» **EXTRACT PROVIDED**:
----

There was a time when I used to spend countless hours every week entering contests. Back then, people didn’t have computers in their homes, so contests had to be entered by mailing postcards or entry blanks to the sponsors.
Through trial and error, I managed to figure out how to win at least something in the majority of the contests I entered. One strategy was to enter right before the contest ended. That way, my entries would be on top of the mail sacks and have a better chance of being selected.
Another trick I learned, mostly through research, was that contest entries had to be exactly the way the rules stated. For example, if the rules said to write, “My dog LOVES Puppy Wuppy chew treats,” on a 3x5-inch card, the words had to be exactly as listed. If you forgot to capitalize a word or you left out a quotation mark, your entry would become fireplace kindling. The same was true if you used anything other than a 3x5-inch card.
As a result of my intense contest entering, I won some pretty interesting prizes: tennis racquets autographed by Jimmy Connors and Chris Evert, a year’s supply of hot dogs, $200 in cash, jewelry, books, records, movie tickets, skis, a portable TV and even a new wardrobe. But I never won the grand prize – no new car, no big vacation or cruise, no million dollars in cash.
I remember one contest I entered because I really wanted to win the grand prize, which was a complete home-entertainment system with fancy speakers and a state-of-the-art TV. I ended up winning second prize. I’ll never forget the day I received news of my prize, which was totally unexpected. It came in the form of a phone call.
“Hi!” the caller said, his tone oozing with excitement. “I’m calling to congratulate you! You’ve won second prize in our big entertainment sweepstakes – a phone call from Bobby Dall!”
“I won a Barbie doll?” I repeated.
“No!” he said. “Bobby Dall! You’ve won a phone call from him!”
I honestly didn’t know how to respond…mainly because I had no clue who or what a Bobby Dall was.
“He’s a member of the rock band, Poison,” the caller explained, his tone’s previous enthusiasm vanishing. After all, he’d probably expected me to squeal with delight when he announced what I’d won. “You’ve heard of Poison, haven’t you?”
Actually, I had. Stephanie, a 14-year-old girl who lived next door at that time had talked about nothing else. But the only band member she’d ever mentioned was some guy named Bret, because she had a major crush on him. She’d never mentioned this Bobby guy.

----

» **STATED PROBLEM 1**: In the contest essay, what was the second prize in the entertainment sweepstakes?
» **STATED PROBLEM 2**: Reproduce the contest essay's wording between "I honestly didn’t" and "this Bobby guy.", inclusive.
» **STATED PROBLEM 3**: Carry on the contest essay from the point where it stops.
The records have nothing to do with the contest essay.

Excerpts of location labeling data
----

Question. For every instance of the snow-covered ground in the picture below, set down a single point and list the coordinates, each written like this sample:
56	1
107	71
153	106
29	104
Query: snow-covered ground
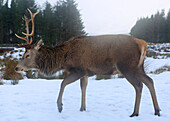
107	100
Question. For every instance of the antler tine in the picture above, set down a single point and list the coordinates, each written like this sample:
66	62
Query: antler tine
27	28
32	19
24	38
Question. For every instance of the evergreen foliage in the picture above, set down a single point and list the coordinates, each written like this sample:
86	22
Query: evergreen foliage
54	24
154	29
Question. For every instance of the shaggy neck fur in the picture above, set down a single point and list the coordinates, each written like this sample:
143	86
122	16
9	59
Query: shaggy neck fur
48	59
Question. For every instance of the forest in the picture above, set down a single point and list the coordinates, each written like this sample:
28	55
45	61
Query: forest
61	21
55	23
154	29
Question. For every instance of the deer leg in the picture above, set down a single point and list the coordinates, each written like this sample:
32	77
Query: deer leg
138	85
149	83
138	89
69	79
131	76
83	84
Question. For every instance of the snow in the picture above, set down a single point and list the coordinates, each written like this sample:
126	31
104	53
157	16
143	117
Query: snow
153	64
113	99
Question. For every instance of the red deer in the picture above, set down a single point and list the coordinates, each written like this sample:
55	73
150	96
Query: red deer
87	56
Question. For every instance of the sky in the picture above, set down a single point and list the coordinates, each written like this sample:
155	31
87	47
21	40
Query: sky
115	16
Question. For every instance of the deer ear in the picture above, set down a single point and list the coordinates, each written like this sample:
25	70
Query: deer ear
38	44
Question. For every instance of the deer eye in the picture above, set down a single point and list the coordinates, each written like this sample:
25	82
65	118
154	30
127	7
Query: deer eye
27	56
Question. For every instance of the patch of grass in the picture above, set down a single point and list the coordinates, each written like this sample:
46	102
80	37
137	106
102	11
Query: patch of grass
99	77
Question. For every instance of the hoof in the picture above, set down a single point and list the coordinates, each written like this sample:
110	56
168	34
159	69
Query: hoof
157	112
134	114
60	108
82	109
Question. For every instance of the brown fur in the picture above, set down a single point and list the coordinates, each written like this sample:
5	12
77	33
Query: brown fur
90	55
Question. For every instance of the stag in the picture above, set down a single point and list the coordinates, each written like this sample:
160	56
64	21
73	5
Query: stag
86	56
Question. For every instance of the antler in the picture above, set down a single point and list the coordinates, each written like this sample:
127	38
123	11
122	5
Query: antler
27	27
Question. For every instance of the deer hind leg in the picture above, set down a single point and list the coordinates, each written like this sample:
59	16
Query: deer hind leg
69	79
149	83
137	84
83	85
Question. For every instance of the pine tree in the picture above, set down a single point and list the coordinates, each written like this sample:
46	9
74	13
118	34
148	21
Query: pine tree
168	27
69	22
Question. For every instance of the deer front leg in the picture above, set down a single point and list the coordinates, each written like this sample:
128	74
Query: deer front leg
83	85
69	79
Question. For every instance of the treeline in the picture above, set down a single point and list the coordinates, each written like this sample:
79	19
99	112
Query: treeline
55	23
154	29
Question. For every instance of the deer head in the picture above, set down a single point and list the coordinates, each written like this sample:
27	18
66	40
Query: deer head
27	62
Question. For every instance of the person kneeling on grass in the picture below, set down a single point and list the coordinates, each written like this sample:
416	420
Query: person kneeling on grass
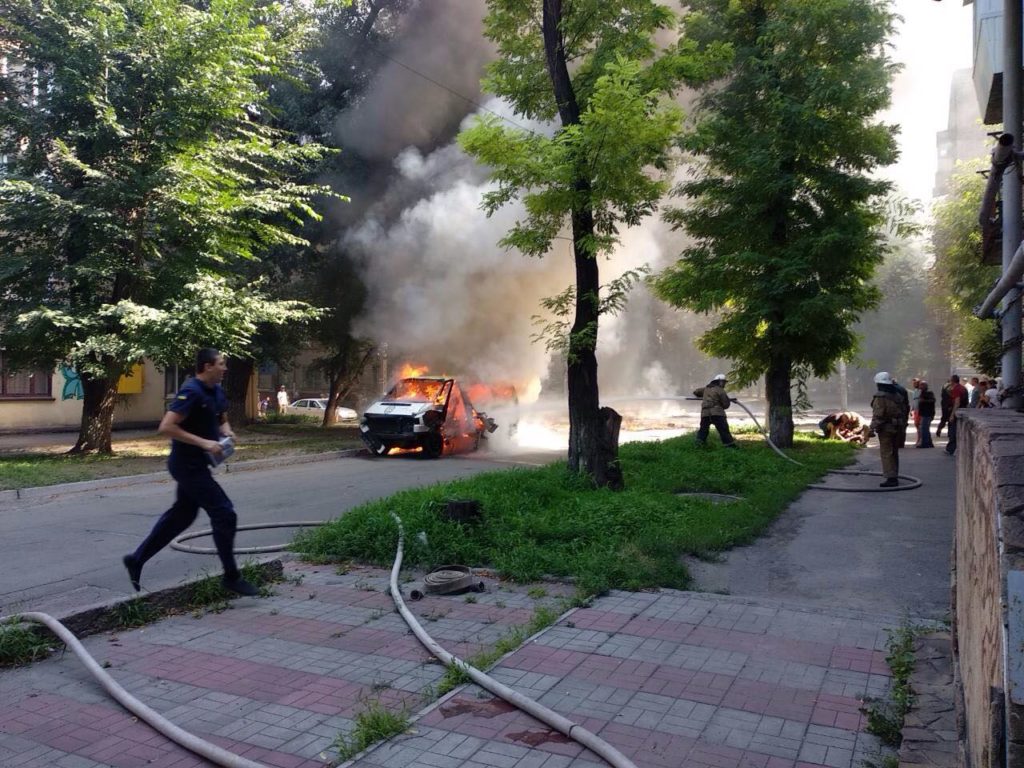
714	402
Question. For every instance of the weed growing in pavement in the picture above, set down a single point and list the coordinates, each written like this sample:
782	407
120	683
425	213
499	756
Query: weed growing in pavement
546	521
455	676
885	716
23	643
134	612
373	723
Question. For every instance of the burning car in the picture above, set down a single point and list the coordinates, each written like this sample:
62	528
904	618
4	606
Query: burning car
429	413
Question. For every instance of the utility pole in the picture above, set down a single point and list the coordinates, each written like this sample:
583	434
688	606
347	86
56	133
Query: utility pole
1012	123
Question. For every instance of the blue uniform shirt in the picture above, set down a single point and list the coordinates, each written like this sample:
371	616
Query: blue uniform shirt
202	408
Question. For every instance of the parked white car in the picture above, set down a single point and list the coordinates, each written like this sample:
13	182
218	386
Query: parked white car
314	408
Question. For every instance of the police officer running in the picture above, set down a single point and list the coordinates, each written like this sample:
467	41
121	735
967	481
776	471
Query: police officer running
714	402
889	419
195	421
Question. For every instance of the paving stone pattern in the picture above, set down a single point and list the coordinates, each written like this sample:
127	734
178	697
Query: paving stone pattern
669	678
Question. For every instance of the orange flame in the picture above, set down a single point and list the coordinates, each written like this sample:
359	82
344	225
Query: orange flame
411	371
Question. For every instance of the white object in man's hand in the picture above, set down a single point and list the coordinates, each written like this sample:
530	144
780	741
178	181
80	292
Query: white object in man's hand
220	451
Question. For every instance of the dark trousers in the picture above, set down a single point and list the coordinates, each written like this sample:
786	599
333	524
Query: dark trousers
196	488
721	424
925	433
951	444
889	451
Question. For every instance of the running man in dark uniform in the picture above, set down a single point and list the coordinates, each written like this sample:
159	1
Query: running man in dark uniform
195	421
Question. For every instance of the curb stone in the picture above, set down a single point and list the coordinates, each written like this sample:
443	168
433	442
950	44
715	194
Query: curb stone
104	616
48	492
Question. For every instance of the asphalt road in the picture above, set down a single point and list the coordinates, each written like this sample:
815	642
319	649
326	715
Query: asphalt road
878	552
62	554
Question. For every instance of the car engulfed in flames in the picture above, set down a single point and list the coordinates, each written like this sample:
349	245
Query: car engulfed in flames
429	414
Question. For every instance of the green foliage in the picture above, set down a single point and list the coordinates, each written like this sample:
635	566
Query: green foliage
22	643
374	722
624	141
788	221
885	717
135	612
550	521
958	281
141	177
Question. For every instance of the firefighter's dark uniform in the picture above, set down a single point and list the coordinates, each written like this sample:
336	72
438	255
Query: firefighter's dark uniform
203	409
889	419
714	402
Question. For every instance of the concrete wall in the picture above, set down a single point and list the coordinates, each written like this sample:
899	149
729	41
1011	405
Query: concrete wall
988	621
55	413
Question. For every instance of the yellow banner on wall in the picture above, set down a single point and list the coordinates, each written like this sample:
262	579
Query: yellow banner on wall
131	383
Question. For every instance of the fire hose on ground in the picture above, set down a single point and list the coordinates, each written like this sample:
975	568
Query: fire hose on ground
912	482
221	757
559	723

----

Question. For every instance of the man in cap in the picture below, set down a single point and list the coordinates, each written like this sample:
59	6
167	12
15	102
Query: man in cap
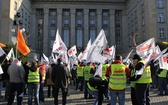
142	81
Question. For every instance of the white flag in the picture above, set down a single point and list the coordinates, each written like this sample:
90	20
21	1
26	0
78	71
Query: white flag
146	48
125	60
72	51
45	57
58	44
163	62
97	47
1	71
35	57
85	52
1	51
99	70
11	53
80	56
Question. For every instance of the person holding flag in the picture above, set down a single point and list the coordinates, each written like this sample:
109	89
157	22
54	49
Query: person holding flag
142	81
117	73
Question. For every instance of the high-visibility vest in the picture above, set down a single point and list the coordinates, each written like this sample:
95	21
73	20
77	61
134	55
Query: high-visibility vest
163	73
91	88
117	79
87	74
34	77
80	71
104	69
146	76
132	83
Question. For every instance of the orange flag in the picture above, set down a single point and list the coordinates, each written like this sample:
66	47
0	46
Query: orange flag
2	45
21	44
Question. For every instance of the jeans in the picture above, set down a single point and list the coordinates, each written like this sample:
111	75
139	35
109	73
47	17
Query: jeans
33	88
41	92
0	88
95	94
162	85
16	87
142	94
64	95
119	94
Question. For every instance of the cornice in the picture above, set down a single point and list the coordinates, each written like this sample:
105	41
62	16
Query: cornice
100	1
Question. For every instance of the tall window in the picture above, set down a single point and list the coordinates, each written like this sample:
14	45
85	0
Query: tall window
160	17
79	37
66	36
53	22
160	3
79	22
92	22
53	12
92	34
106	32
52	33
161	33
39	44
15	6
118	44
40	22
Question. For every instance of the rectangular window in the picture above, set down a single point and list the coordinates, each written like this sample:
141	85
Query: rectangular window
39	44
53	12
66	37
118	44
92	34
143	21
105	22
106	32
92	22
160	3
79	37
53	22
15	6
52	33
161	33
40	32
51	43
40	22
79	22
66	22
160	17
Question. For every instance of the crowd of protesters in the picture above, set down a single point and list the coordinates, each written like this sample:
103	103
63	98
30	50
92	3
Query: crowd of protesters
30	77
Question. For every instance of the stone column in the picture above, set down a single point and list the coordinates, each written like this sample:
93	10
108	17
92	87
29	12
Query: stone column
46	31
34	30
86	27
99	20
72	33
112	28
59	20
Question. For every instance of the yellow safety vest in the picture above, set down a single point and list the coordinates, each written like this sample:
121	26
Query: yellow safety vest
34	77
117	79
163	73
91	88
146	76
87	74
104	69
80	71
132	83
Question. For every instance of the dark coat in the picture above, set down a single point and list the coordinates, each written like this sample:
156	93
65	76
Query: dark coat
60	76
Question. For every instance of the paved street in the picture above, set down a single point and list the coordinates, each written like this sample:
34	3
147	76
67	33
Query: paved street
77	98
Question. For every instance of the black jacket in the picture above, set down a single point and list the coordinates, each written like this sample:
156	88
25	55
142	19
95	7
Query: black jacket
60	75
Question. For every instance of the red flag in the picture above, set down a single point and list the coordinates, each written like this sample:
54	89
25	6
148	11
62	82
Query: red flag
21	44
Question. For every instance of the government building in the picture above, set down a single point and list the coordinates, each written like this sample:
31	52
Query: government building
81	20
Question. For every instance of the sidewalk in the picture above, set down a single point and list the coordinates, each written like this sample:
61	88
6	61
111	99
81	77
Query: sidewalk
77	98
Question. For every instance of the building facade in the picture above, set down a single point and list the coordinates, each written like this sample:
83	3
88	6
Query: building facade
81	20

----

» **TASK OUTPUT 1**: A phone call from Bobby Dall.

» **TASK OUTPUT 2**:
I honestly didn’t know how to respond…mainly because I had no clue who or what a Bobby Dall was.
“He’s a member of the rock band, Poison,” the caller explained, his tone’s previous enthusiasm vanishing. After all, he’d probably expected me to squeal with delight when he announced what I’d won. “You’ve heard of Poison, haven’t you?”
Actually, I had. Stephanie, a 14-year-old girl who lived next door at that time had talked about nothing else. But the only band member she’d ever mentioned was some guy named Bret, because she had a major crush on him. She’d never mentioned this Bobby guy.

» **TASK OUTPUT 3**:
So, the caller informed me, my big prize, the phone call, was going to be delivered at 2 p.m. the next day. I hung up and rushed next door. I figured I’d give the call to Stephanie, even though the caller wasn’t going to be her beloved Bret. At least Bobby would be the next best thing. And I was certain she’d appreciate my prize a lot more than I would, especially since I was feeling so disappointed I’d won an entertainer instead of an entertainment system.
Unfortunately, it was school-vacation week, and Stephanie was off visiting some relative in Massachusetts. So I was officially on my own when it came to Bobby Dall.
I had no Internet back then where I could look up information about Poison prior to the call. I knew nothing about the band other than Stephanie’s descriptions of Bret being “the hunkiest guy on earth.” But I figured Bobby probably wouldn’t want to hear that. I also couldn’t look up photos of Bobby, so I had no clue what he looked like. Visions of everyone from an Elvis Presley look-alike to some wild-haired drugged-out rocker, ran through my mind.
Part of me thought maybe I’d be better off if I just didn’t answer the phone the next day. But another part of me thought maybe I should just have fun with the whole thing and talk to Bobby, come what may. I was pretty certain the poor guy was expecting to be talking to some excited teeny-bopper fan, not some clueless old married lady.
Bobby called right on schedule the next day. His voice was surprisingly soft when he announced who he was.
“Hi, Bobby,” I said, as if I were talking to an old buddy. “How’s it going?”
His silence told me he probably had expected to hear something like, “Ohmigod! It’s Bobby Dall! I can’t believe it! Ahhhhhhhh!”
“So, where do you live?” he finally asked me.
“In New Hampshire.”
“Is that in Vermont?” he asked.
“Um, no – New Hampshire is a state.”
“Oh. What do you do in New Hampshire?”
I don’t know why, but I blurted out the first thing that came to mind. “I’m a fashion model,” I said. “But not here in New Hampshire. I commute to Boston.”
“Really?” his tone suddenly changed dramatically – from indifferent to interested. “Is Boston far from Worcester? We’ve got a concert coming up there in a couple weeks.”
“No, it’s not that far.”
“You want to come see us?” he asked me. “I can get you a couple backstage passes, if you’re interested.”
“Sure!” I said. “Sounds great!” I actually was thinking of Stephanie when I answered.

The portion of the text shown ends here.